--- What is expected ---
Look below for the line with "person, one point per instance in this photo.", then give it again exactly, along with every line that comes after it, the final line included.

--- Records for processing ---
#####

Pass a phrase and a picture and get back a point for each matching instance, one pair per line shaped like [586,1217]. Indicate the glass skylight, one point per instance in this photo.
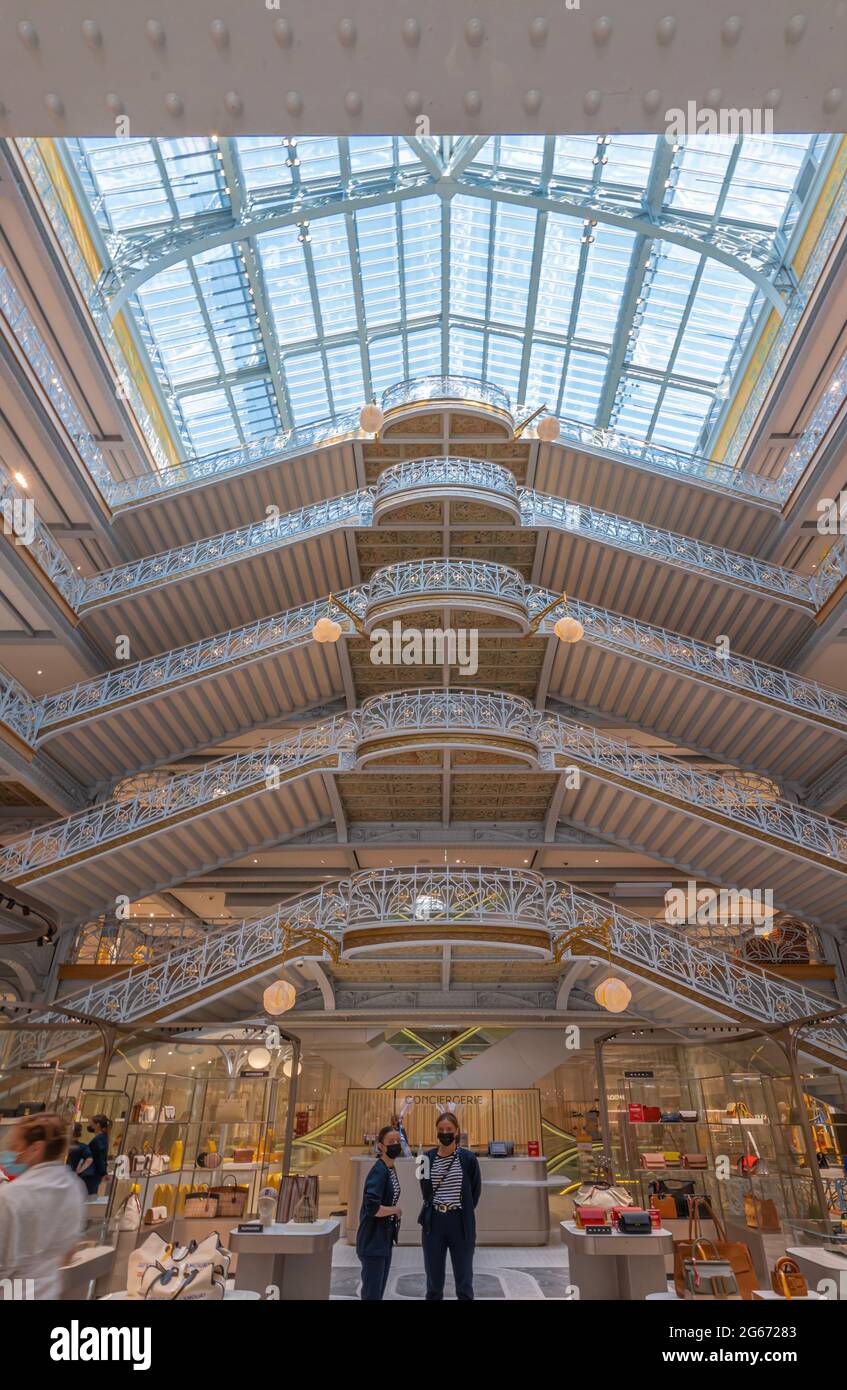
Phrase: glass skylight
[316,271]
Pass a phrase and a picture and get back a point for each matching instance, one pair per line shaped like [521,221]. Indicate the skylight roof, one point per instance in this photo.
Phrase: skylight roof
[615,278]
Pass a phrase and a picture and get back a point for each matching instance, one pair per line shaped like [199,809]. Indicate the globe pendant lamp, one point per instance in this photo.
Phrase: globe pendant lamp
[614,994]
[372,419]
[278,997]
[548,428]
[326,630]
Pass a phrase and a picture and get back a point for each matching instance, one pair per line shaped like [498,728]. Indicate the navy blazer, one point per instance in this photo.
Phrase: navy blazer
[376,1233]
[472,1187]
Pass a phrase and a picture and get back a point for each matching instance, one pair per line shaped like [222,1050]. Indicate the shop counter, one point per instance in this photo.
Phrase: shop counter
[295,1257]
[513,1208]
[616,1266]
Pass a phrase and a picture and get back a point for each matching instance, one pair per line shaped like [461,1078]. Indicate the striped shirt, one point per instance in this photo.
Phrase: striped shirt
[447,1190]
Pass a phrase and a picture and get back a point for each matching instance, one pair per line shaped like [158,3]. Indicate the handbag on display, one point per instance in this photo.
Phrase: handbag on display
[231,1198]
[634,1223]
[787,1280]
[760,1212]
[665,1207]
[207,1262]
[601,1194]
[128,1214]
[200,1204]
[708,1275]
[292,1187]
[736,1253]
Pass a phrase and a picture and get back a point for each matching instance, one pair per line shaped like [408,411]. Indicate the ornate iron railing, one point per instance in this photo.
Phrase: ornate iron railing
[419,898]
[334,741]
[445,388]
[615,631]
[351,509]
[287,444]
[447,471]
[669,546]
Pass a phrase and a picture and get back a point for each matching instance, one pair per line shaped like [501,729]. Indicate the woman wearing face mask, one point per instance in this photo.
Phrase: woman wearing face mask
[448,1215]
[98,1129]
[42,1212]
[380,1216]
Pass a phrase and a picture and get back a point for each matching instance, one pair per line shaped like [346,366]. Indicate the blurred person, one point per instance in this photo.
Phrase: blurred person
[42,1212]
[98,1127]
[380,1216]
[79,1158]
[448,1215]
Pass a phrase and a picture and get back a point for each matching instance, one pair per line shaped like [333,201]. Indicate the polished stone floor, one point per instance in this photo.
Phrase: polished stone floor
[499,1272]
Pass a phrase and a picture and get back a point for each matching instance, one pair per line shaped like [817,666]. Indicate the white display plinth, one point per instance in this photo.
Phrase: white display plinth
[616,1266]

#####

--- Reply ---
Pass a phrase and a picture and get back a point for each matching instance, one pair per line shaped like [346,366]. Indicate the blurred person, one point per instance in this photo.
Phrase: blurred person
[42,1212]
[98,1127]
[380,1216]
[79,1158]
[448,1215]
Pass a phrase and a picture and get back a point for each matching instance, one pair per line shaped like [333,201]. Indicate the polished stone floor, one point per instance in this photo.
Phrase: polished stone floor
[499,1272]
Pass a phrase and a picture and get back a point for each matching instance, one pair per line shaped like [817,666]. Indicate the white display plinth, one point per instance in this photo.
Phrase: white display plinth
[616,1266]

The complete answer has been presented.